:: Exercise ::
An exact copy of the records is needed; please leave the images out.

:: Input records ::
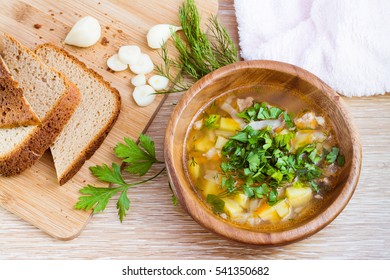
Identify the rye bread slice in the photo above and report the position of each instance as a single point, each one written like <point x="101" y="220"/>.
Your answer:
<point x="93" y="119"/>
<point x="52" y="97"/>
<point x="14" y="108"/>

:: Solution ::
Identify the rye bread slice in the photo above and report the position of each instance as a single point, each one written like <point x="101" y="220"/>.
Your answer:
<point x="93" y="119"/>
<point x="52" y="97"/>
<point x="14" y="108"/>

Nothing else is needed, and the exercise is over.